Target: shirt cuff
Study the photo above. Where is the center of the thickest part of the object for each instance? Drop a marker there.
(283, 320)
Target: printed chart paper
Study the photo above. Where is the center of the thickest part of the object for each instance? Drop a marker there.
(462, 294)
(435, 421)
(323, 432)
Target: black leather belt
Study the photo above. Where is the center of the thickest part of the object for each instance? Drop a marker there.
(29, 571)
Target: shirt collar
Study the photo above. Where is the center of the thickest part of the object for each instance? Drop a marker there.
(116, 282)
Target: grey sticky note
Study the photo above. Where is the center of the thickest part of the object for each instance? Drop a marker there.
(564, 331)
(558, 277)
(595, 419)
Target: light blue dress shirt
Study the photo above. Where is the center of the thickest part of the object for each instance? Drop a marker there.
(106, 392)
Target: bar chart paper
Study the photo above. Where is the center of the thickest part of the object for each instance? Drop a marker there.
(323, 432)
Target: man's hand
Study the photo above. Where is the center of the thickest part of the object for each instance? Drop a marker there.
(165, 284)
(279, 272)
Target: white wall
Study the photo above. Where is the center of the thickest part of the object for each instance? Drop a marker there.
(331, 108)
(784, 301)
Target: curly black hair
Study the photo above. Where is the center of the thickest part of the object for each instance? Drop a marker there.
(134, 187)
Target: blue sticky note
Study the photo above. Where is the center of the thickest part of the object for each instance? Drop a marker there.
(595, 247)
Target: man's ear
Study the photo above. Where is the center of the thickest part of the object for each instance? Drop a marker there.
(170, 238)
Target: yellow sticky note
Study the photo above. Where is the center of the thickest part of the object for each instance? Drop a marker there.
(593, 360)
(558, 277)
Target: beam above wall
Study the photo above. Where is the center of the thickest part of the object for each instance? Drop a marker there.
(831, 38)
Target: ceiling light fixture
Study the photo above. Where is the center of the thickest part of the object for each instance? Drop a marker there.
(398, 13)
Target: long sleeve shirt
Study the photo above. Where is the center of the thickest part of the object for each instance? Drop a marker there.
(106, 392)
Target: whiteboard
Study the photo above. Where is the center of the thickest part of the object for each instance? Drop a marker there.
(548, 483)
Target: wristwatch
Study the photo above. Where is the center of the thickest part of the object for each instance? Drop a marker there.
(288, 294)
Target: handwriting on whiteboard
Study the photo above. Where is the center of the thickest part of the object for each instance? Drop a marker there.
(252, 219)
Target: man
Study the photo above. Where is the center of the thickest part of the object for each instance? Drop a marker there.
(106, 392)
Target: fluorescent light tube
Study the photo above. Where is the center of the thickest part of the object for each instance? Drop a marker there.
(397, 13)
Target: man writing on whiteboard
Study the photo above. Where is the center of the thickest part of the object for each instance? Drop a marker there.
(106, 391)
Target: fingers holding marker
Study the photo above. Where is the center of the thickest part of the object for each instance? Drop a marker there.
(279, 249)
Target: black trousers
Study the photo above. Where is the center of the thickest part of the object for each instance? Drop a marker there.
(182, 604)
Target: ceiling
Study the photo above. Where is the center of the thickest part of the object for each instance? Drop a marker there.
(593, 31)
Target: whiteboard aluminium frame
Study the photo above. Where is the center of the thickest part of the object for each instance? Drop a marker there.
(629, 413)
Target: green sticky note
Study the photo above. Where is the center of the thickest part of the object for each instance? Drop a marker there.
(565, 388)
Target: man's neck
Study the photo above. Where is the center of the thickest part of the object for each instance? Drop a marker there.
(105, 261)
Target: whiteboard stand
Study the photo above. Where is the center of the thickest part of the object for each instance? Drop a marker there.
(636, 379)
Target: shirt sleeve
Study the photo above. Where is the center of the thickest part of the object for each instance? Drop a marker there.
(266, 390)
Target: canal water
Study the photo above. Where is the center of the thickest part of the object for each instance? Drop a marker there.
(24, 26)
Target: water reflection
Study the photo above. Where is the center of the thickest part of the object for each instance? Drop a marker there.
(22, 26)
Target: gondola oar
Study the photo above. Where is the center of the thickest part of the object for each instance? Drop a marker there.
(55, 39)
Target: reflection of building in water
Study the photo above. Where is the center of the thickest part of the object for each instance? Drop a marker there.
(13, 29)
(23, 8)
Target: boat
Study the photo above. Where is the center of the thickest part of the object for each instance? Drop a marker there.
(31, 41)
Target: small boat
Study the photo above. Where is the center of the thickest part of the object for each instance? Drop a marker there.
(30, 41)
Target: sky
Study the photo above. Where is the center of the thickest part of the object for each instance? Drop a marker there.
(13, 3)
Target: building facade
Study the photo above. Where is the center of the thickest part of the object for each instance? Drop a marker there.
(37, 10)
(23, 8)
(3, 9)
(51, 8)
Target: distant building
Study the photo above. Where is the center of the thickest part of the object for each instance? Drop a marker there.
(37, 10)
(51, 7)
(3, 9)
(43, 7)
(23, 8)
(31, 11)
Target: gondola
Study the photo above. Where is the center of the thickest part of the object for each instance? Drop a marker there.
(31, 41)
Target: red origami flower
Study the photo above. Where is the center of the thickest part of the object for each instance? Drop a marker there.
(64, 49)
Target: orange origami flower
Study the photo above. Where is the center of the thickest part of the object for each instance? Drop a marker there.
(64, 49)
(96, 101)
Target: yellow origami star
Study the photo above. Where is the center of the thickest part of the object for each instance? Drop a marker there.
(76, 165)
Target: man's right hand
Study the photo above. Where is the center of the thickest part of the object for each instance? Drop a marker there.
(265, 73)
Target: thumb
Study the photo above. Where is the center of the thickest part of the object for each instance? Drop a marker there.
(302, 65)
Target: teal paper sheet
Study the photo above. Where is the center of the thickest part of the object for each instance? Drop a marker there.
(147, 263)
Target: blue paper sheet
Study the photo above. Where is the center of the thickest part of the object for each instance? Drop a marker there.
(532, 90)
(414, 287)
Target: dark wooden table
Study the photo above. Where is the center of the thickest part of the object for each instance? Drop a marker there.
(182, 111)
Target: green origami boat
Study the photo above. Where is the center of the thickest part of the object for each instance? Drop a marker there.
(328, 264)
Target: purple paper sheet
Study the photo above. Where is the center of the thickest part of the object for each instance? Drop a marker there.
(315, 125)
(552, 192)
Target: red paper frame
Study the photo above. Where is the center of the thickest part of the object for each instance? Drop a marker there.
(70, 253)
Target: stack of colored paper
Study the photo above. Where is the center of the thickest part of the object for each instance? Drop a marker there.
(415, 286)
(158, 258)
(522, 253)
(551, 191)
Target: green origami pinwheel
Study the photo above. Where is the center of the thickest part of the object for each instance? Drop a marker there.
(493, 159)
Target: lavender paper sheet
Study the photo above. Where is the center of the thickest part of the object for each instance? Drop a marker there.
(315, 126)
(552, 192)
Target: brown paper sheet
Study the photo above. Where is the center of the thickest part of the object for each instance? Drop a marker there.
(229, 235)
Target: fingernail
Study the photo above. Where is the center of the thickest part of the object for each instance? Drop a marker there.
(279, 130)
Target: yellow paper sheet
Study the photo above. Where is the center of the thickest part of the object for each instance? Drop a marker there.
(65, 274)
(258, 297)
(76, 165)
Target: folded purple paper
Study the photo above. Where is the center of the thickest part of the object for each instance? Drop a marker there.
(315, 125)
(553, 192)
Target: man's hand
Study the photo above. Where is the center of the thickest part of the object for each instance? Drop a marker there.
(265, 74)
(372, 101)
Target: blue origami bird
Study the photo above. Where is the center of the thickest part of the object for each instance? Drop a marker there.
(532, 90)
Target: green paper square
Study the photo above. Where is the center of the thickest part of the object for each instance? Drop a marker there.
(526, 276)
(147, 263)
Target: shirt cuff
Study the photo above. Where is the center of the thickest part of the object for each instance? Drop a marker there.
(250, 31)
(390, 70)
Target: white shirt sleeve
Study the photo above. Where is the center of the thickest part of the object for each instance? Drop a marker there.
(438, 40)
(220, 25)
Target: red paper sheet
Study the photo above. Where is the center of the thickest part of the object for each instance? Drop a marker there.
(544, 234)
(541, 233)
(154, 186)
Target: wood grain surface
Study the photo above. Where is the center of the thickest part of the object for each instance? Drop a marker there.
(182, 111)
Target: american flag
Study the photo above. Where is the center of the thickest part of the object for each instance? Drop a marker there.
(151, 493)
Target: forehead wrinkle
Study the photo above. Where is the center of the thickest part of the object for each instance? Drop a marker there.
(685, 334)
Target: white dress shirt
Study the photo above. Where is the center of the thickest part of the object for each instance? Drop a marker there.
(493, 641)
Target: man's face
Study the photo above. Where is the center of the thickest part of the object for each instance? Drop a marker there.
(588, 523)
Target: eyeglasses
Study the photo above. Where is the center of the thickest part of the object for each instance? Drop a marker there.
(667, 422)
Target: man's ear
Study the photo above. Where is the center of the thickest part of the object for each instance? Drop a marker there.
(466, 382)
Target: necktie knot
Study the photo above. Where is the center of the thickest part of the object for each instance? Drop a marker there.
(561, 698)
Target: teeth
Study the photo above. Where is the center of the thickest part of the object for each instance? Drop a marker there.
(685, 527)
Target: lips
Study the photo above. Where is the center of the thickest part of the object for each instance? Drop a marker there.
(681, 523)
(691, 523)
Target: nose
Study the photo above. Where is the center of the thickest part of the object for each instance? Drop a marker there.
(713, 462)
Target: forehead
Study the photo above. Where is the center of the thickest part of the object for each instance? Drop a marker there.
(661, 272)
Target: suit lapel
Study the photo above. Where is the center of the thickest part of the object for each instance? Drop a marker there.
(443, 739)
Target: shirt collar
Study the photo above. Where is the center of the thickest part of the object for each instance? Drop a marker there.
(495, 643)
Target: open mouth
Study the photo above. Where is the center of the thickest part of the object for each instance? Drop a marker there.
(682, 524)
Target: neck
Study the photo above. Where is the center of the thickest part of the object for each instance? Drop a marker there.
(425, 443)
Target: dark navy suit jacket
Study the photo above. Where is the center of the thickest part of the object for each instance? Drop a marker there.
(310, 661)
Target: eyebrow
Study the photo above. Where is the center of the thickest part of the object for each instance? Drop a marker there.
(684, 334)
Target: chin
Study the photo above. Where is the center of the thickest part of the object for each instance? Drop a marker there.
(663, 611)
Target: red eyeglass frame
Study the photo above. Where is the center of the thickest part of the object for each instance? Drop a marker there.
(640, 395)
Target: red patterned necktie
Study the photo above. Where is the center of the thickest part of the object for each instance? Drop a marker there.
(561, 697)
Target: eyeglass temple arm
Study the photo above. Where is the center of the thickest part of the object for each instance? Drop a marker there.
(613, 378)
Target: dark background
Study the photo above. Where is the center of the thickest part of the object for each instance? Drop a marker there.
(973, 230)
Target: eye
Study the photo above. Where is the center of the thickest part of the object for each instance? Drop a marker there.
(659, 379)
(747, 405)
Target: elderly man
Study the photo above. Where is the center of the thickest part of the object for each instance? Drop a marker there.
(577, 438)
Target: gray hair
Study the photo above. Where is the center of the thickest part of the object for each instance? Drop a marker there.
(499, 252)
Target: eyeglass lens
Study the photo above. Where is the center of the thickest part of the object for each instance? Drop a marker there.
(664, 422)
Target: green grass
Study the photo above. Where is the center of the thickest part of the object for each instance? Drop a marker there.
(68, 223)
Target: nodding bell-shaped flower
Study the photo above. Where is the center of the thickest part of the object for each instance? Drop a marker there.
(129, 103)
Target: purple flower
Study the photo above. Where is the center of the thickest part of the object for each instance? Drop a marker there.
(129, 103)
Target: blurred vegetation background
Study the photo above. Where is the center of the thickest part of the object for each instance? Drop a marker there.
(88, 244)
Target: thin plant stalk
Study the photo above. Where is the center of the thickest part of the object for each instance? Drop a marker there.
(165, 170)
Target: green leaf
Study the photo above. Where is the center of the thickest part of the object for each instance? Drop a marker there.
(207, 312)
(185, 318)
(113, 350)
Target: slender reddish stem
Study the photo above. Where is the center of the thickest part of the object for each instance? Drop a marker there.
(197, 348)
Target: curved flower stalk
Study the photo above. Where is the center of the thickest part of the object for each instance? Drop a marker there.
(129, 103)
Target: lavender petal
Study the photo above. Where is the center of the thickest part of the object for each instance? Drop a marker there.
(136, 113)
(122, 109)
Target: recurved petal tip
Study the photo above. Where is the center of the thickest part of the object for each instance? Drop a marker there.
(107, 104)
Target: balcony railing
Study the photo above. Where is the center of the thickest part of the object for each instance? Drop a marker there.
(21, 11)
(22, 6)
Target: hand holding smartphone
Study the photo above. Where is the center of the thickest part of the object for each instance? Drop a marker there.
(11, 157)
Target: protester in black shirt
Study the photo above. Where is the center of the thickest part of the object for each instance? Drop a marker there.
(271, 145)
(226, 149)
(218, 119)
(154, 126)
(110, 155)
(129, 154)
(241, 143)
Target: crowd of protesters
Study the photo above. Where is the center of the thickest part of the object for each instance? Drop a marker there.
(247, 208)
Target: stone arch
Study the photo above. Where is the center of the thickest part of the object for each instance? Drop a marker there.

→ DESCRIPTION OF THE TASK
Copy only the entries from the first line to the line with "Target: black leather belt", each exactly as it appears.

→ EXERCISE OUTPUT
Target: shirt cuff
Study the photo above. Where is the center of the thickest part of the object for each instance? Drop a marker there.
(283, 320)
Target: printed chart paper
Study the photo above. Where is the center of the thickest part of the object for each instance? Drop a marker there.
(462, 294)
(435, 421)
(323, 432)
Target: black leather belt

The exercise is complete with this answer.